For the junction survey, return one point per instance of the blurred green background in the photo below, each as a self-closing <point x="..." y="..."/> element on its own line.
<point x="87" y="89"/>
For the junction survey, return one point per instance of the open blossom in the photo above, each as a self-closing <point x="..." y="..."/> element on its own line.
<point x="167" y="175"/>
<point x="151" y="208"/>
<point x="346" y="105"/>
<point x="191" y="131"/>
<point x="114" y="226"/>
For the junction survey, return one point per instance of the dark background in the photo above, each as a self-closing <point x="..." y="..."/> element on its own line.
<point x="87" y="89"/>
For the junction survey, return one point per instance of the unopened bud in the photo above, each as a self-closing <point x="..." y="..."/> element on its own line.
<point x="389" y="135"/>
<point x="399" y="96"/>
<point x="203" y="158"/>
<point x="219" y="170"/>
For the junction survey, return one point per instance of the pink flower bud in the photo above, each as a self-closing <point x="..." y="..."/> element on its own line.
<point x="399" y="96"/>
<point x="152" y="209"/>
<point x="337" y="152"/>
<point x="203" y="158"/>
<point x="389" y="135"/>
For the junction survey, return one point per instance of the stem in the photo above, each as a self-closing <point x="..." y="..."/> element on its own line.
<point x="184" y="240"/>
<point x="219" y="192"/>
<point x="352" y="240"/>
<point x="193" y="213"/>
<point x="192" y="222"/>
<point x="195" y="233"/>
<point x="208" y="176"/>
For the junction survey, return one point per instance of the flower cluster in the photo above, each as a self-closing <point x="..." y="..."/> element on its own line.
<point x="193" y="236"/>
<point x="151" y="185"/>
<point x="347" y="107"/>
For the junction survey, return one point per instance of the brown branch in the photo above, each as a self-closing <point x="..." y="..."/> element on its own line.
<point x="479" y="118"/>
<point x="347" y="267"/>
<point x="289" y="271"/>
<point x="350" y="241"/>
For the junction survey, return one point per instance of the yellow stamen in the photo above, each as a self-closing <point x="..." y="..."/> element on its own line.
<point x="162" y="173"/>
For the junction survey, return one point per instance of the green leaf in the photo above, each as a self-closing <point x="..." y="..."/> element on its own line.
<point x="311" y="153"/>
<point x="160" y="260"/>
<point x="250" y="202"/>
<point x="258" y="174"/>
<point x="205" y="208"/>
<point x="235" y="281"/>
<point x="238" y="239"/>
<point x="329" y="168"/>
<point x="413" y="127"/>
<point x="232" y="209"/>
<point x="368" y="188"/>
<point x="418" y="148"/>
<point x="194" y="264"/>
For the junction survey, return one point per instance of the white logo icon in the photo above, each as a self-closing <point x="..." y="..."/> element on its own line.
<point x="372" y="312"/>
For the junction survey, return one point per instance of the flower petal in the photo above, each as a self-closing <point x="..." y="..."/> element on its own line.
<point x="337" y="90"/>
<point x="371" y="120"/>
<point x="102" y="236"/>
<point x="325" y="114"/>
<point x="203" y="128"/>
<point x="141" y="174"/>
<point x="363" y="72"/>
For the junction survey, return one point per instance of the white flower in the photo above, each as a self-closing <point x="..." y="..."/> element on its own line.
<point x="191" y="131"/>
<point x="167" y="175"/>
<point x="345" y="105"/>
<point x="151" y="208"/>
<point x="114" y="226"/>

+--

> **WHAT IS BEING ASKED**
Starting at the line containing "the flower petal" and ending at the last line of the records, write out every line again, requests included. Multiply each x and y coordinate in the answers by 0.8 and round to the nearest whole number, with halves rounding up.

> **SOLUTION FOR THIS EXERCISE**
For the junction survey, return one point per instance of the flower petal in the photo above, each as a self-closing <point x="..." y="..."/> element on its own line.
<point x="270" y="72"/>
<point x="297" y="96"/>
<point x="82" y="189"/>
<point x="260" y="91"/>
<point x="162" y="102"/>
<point x="113" y="139"/>
<point x="290" y="58"/>
For the junction survey, return one point per instance of the white flower in the photo above, each as a self-closing <point x="..." y="..."/> element on its own line.
<point x="153" y="105"/>
<point x="134" y="140"/>
<point x="276" y="84"/>
<point x="121" y="166"/>
<point x="91" y="181"/>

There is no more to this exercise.